**Try it:** From the data below, give the number of lines holding the word "shoe", with nothing else added.

START Records for this task

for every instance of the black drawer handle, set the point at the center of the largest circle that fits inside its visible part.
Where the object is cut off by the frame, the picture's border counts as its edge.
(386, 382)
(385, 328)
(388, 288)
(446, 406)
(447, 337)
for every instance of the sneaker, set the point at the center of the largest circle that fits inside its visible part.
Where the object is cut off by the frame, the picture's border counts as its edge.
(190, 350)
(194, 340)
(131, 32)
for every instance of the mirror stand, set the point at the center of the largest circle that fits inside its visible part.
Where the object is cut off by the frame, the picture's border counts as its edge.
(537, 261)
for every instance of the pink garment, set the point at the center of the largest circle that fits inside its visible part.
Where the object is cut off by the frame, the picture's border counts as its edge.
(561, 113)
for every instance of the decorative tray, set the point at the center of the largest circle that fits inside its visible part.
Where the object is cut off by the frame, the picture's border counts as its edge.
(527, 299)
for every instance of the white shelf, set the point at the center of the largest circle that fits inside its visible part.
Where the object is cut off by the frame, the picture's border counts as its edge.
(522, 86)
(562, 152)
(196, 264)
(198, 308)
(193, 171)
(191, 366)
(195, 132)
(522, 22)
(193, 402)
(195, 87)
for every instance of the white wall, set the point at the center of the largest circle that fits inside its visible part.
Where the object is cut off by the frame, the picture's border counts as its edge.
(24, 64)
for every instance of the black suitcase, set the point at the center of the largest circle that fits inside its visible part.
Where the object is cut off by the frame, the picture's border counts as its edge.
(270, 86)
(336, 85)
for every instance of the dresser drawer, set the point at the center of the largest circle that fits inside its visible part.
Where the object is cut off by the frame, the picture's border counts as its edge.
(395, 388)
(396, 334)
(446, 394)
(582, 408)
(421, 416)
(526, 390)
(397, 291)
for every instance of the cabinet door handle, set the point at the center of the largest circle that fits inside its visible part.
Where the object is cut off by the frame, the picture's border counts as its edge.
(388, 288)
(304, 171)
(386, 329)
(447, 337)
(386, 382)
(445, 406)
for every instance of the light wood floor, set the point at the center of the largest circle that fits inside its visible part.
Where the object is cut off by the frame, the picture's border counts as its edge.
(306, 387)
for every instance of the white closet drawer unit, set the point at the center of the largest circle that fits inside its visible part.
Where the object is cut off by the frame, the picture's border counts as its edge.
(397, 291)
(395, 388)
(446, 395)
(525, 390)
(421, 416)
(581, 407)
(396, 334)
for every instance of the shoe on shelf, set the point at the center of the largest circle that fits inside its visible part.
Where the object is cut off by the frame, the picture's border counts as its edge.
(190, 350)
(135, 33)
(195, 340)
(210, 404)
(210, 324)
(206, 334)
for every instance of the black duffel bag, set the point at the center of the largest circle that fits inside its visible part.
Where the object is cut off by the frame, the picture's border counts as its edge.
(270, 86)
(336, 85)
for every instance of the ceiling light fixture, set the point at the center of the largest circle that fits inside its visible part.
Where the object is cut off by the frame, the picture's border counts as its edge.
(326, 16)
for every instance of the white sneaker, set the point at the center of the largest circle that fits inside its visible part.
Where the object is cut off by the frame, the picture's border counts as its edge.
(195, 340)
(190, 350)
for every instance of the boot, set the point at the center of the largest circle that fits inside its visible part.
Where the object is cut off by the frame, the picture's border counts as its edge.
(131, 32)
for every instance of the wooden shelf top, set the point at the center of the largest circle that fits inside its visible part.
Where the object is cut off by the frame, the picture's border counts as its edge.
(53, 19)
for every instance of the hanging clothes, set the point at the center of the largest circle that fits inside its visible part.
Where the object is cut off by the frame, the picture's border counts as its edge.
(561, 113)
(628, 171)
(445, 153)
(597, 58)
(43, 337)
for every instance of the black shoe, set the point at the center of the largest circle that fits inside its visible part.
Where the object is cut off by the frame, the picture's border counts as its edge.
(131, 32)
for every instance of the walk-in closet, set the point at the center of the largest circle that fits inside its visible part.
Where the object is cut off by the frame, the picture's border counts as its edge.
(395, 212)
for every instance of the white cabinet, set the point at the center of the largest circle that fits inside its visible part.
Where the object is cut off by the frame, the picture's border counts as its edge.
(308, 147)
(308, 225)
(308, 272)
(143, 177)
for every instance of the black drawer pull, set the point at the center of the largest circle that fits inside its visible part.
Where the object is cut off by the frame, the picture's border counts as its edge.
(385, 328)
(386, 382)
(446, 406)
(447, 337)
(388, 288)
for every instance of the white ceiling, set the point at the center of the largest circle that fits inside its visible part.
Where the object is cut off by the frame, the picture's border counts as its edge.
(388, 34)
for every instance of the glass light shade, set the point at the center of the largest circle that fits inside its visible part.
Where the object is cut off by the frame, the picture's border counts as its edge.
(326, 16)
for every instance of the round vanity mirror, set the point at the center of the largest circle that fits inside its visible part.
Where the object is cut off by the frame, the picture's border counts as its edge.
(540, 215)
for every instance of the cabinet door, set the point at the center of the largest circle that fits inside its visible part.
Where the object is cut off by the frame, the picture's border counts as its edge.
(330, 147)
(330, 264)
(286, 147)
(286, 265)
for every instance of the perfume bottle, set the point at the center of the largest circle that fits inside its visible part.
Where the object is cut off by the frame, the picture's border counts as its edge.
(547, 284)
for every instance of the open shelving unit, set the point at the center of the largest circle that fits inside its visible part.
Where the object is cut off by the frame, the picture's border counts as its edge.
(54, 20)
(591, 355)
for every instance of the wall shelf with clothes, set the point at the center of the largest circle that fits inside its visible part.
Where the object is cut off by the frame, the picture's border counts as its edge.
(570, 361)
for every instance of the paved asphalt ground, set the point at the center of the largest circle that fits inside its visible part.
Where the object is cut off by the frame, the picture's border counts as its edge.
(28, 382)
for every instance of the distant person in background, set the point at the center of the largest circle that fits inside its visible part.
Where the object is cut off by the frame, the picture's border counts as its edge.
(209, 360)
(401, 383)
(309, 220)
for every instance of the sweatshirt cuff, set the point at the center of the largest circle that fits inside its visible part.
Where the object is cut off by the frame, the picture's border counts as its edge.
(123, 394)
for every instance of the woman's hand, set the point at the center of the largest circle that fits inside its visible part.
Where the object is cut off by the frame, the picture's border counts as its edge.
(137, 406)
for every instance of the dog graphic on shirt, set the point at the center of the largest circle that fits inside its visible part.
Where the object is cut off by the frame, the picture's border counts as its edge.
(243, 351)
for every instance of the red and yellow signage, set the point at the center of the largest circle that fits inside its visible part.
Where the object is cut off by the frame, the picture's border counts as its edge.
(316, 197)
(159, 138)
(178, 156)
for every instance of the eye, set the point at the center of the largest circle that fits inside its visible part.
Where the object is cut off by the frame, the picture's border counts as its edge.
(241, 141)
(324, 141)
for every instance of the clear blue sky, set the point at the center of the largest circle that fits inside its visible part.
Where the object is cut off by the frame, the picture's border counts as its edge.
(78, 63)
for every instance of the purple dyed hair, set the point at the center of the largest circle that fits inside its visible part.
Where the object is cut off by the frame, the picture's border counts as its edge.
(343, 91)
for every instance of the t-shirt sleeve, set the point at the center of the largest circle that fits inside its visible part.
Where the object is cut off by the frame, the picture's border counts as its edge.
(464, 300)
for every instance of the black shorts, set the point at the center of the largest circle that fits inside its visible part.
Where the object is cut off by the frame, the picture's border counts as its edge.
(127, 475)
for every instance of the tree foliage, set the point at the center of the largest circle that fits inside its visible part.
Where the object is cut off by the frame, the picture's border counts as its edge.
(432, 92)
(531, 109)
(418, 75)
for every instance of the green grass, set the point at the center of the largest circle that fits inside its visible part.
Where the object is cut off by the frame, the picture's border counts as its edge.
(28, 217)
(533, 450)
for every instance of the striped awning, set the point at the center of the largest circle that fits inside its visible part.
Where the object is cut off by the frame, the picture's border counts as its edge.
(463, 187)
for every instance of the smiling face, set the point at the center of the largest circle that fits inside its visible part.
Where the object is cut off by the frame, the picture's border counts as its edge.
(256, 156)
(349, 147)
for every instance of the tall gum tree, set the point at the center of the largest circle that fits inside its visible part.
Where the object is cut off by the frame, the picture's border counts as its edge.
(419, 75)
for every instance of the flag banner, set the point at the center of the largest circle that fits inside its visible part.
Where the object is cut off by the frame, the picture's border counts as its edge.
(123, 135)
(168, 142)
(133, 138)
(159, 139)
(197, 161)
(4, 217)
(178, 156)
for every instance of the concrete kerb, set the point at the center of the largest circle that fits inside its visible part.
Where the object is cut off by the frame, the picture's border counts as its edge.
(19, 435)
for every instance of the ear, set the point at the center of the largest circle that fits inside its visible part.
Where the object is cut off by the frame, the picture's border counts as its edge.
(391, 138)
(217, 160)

END Records for this task

**Answer for this exercise:** 2